• _Your task_: Count the lines below that contain the string "left". Reply with the number only.

** start of Data provided **

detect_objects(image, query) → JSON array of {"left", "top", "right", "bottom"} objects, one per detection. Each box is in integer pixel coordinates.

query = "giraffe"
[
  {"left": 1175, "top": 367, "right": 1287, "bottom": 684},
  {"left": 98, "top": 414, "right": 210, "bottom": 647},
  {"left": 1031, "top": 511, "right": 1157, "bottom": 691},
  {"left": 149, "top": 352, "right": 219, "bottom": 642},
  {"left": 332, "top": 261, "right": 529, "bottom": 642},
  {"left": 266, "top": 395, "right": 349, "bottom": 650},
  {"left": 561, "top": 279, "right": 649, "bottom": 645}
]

** end of Data provided **

• _Exercise answer_: 8